*INSTRUCTIONS FOR THE TASK:*
From the line below that contains "Annotation task: mark the forest floor debris" to the line that contains "Annotation task: mark the stream", repeat every line exactly, both ends included, and nothing else.

(Records from a data collection)
★ ★ ★

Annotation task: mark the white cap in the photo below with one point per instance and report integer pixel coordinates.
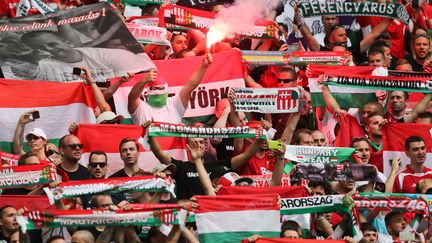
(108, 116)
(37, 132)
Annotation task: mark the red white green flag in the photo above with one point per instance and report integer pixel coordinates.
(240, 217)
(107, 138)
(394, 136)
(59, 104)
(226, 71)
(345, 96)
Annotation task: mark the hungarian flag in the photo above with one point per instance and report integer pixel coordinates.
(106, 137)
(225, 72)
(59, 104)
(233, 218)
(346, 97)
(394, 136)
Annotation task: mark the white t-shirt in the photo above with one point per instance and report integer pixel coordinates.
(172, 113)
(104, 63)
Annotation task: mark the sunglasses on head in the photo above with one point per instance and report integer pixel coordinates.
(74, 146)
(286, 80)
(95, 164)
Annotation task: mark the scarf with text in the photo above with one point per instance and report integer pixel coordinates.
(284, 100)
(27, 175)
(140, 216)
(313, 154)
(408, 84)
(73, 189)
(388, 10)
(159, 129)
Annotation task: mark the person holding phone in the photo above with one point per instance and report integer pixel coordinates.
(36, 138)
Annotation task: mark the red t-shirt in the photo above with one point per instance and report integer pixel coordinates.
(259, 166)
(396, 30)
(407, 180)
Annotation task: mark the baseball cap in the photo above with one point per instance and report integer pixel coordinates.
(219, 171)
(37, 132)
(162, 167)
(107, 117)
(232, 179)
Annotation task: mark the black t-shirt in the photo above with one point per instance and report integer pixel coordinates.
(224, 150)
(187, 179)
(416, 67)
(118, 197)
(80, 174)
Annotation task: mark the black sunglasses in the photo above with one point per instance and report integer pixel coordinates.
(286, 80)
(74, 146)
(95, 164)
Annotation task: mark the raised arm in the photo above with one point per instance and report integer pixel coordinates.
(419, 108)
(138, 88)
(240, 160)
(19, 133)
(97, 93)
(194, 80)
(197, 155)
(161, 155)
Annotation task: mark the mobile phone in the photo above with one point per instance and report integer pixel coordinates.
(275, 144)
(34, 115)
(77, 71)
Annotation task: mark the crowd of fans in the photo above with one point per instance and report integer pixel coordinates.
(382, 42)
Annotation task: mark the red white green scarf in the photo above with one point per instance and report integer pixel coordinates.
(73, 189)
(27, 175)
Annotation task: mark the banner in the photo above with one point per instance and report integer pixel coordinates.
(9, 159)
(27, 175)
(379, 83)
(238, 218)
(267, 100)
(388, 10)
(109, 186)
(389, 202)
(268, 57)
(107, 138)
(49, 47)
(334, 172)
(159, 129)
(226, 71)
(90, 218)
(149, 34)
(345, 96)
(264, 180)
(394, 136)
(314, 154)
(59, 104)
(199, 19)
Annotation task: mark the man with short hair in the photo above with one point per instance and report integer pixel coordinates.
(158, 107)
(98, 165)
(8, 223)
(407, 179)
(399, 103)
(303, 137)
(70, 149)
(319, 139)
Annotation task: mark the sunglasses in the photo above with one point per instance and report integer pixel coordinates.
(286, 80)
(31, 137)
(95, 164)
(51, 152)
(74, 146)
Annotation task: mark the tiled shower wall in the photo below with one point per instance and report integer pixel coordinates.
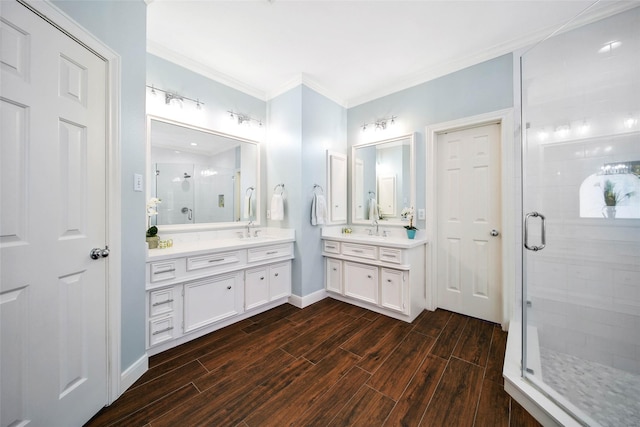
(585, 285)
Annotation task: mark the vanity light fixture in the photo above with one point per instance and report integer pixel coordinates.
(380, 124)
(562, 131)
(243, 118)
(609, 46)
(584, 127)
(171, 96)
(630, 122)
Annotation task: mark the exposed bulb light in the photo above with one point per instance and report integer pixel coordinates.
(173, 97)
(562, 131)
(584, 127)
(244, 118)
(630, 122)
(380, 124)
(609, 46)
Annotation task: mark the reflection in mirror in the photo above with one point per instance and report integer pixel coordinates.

★ ★ ★

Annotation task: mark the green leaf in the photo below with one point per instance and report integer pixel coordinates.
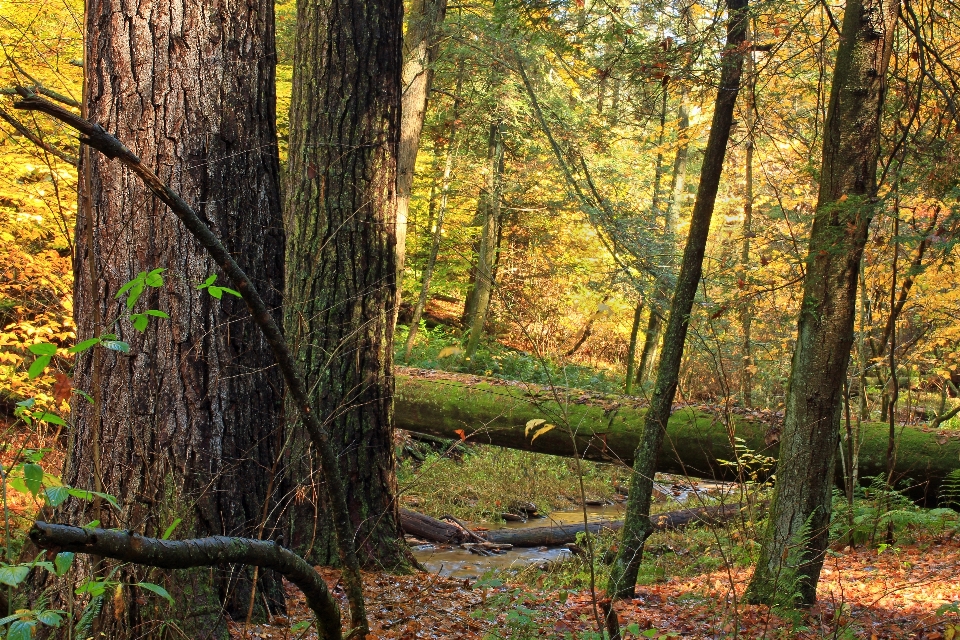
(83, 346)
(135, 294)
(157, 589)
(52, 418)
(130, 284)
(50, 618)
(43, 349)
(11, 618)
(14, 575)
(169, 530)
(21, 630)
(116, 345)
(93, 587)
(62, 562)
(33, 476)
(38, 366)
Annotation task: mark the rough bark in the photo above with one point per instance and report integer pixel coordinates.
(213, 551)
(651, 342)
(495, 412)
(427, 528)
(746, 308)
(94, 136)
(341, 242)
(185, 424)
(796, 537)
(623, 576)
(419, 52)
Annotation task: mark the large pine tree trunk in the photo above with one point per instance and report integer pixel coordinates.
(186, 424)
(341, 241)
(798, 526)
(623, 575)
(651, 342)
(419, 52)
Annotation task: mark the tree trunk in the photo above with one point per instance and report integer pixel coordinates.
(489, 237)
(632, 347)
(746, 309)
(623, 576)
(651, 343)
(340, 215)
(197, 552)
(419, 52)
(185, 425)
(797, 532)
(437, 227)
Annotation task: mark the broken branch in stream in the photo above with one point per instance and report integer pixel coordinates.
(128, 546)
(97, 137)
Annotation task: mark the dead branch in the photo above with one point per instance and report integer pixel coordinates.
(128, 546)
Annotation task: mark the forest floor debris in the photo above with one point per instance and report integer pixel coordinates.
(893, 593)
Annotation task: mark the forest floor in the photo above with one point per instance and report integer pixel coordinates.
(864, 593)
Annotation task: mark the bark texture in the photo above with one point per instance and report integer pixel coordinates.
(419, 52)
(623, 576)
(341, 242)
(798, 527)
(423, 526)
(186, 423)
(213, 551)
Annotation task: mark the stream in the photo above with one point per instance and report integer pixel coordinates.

★ ★ ★

*RESULT:*
Annotation task: mark the forest floor debris in the photo above with one point per instance and report integer pixel coordinates.
(893, 593)
Annotation task: mark the forest floor in the photo above with one point per instance and report integer pixel coordinates.
(864, 593)
Annotation task: mark the bark texture in the photo above with one point per instance and report integer pixel coordinates.
(419, 52)
(623, 576)
(341, 242)
(798, 527)
(423, 526)
(186, 423)
(213, 551)
Annotation task: mark the stream in the photo above with one point per instance and report integer pixel coordinates.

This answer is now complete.